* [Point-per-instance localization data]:
....................

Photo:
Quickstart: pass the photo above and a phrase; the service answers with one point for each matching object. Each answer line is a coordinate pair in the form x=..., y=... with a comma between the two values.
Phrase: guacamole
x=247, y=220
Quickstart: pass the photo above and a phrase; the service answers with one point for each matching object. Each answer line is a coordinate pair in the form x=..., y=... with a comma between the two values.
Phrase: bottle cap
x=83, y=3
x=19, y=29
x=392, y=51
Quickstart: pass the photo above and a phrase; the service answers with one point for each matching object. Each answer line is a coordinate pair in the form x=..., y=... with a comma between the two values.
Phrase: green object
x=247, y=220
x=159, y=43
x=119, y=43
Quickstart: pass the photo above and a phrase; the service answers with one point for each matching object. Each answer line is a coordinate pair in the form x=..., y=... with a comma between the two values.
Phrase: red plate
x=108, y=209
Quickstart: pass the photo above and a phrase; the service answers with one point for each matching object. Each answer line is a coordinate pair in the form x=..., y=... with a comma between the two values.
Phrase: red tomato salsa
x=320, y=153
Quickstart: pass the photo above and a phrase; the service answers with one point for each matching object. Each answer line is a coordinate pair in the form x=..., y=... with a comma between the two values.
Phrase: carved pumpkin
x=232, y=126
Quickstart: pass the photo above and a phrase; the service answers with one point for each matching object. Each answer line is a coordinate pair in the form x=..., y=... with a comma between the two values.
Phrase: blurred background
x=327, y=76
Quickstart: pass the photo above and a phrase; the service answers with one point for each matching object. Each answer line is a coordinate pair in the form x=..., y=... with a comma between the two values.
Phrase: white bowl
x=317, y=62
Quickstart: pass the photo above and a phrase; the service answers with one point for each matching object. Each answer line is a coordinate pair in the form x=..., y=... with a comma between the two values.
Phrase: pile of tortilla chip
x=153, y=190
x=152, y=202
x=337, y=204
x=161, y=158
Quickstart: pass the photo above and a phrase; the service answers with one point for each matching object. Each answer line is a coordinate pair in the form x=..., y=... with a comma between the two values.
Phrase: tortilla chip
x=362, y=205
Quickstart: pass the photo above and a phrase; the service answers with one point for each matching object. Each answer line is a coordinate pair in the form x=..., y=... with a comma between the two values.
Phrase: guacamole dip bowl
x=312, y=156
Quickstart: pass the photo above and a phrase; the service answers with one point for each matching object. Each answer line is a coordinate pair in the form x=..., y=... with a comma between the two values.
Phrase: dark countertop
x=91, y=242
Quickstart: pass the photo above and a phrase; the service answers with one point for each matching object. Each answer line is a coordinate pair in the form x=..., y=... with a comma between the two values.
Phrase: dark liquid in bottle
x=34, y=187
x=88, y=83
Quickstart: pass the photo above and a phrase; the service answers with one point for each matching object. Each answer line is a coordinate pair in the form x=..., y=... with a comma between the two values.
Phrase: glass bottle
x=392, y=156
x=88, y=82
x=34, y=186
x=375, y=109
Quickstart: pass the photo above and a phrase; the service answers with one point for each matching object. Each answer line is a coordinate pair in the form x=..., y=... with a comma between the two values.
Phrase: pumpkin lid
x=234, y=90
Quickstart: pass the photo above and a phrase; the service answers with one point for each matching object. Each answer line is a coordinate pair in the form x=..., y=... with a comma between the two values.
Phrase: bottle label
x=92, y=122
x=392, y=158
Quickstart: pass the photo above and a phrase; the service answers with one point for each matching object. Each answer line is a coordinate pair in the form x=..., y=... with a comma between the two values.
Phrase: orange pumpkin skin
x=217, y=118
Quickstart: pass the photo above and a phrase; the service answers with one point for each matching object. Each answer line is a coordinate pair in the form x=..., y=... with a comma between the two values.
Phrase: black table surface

....................

Word for word, reproduce every record shown above.

Photo:
Quickstart: pass the photo above and a phrase; the service answers with one point for each matching object. Each answer line is a coordinate pair in the form x=..., y=... with a comma between the two values.
Phrase: guacamole
x=247, y=220
Quickstart: pass the photo above and a phrase; the service answers with one point for each matching object. Each answer line is a coordinate pair in the form x=..., y=... with a comma between the two values.
Phrase: bottle cap
x=83, y=3
x=19, y=29
x=392, y=51
Quickstart: pass the photo above and a phrase; the service answers with one point for each matching object. Each answer line is a coordinate pair in the form x=..., y=... with a comma between the two values.
Phrase: green object
x=247, y=220
x=159, y=43
x=119, y=43
Quickstart: pass the photo above and a phrase; the service answers with one point for each matching object. Each answer line is a coordinate pair in the form x=..., y=... with a comma between the two values.
Phrase: red plate
x=108, y=209
Quickstart: pass the photo above and a phrase; the service answers with one point for each matching object. Each answer line is a coordinate pair in the form x=..., y=... with a comma between the two values.
Phrase: red tomato salsa
x=320, y=153
Quickstart: pass the photo above and a phrase; the service answers with one point for each matching object. Each answer line is a coordinate pair in the form x=..., y=... with a comma between the two values.
Phrase: carved pumpkin
x=232, y=126
Quickstart: pass the photo above and a phrase; the service answers with one point for each matching object. Each answer line is a coordinate pair in the form x=..., y=... with a comma between the two values.
Phrase: blurred background
x=327, y=76
Quickstart: pass the photo above and a phrase; the service answers with one point for each matching object. Each answer line is a coordinate pair in the form x=..., y=... with a comma between the two values.
Phrase: white bowl
x=317, y=62
Quickstart: pass the photo above and a phrase; the service answers with one point for each matching object. Each answer line is a coordinate pair in the form x=..., y=... with a comma between the two values.
Phrase: pile of tortilla chip
x=153, y=190
x=152, y=202
x=337, y=204
x=161, y=158
Quickstart: pass the photo above and a phrase; the service answers with one point for each matching object. Each answer line is a coordinate pair in the form x=..., y=... with a comma between the two values.
Phrase: tortilla chip
x=362, y=205
Quickstart: pass the photo above and a phrase; the service answers with one point for each matching object. Each answer line is a coordinate pair in the form x=..., y=... with a comma between the two values.
Phrase: guacamole dip bowl
x=312, y=156
Quickstart: pass the photo above and a phrase; the service answers with one point for each matching object. Each answer line is a coordinate pair in the form x=..., y=... with a comma between the two values.
Phrase: dark countertop
x=91, y=242
Quickstart: pass the photo above and a phrase; the service answers with one point for each matching object. Each answer line is a coordinate pair in the form x=..., y=... with a comma between the two values.
Phrase: dark liquid in bottle
x=34, y=187
x=88, y=83
Quickstart: pass the photo above and a phrase; the service answers with one point for each matching object. Each answer line is a coordinate pair in the form x=..., y=... with a comma between the two values.
Phrase: glass bottle
x=392, y=156
x=88, y=82
x=34, y=186
x=375, y=109
Quickstart: pass the photo above and a phrase; the service answers with one point for each matching object. Each answer line is a coordinate pair in the form x=..., y=... with a comma between the two values.
Phrase: pumpkin lid
x=234, y=90
Quickstart: pass the photo above and a phrase; the service answers with one point for each matching object. Each answer line is a coordinate pair in the form x=..., y=... with a comma between the two values.
Phrase: bottle label
x=92, y=122
x=392, y=158
Quickstart: pass the photo above and a phrase; the service answers with one point for each matching object. Each answer line is a coordinate pair in the form x=..., y=... with a comma between the two values.
Phrase: orange pumpkin skin
x=217, y=118
Quickstart: pass the photo above and a phrase; the service answers with one point for each matching object. Each answer line is a coordinate pair in the form x=..., y=... with a comma between the two values.
Phrase: black table surface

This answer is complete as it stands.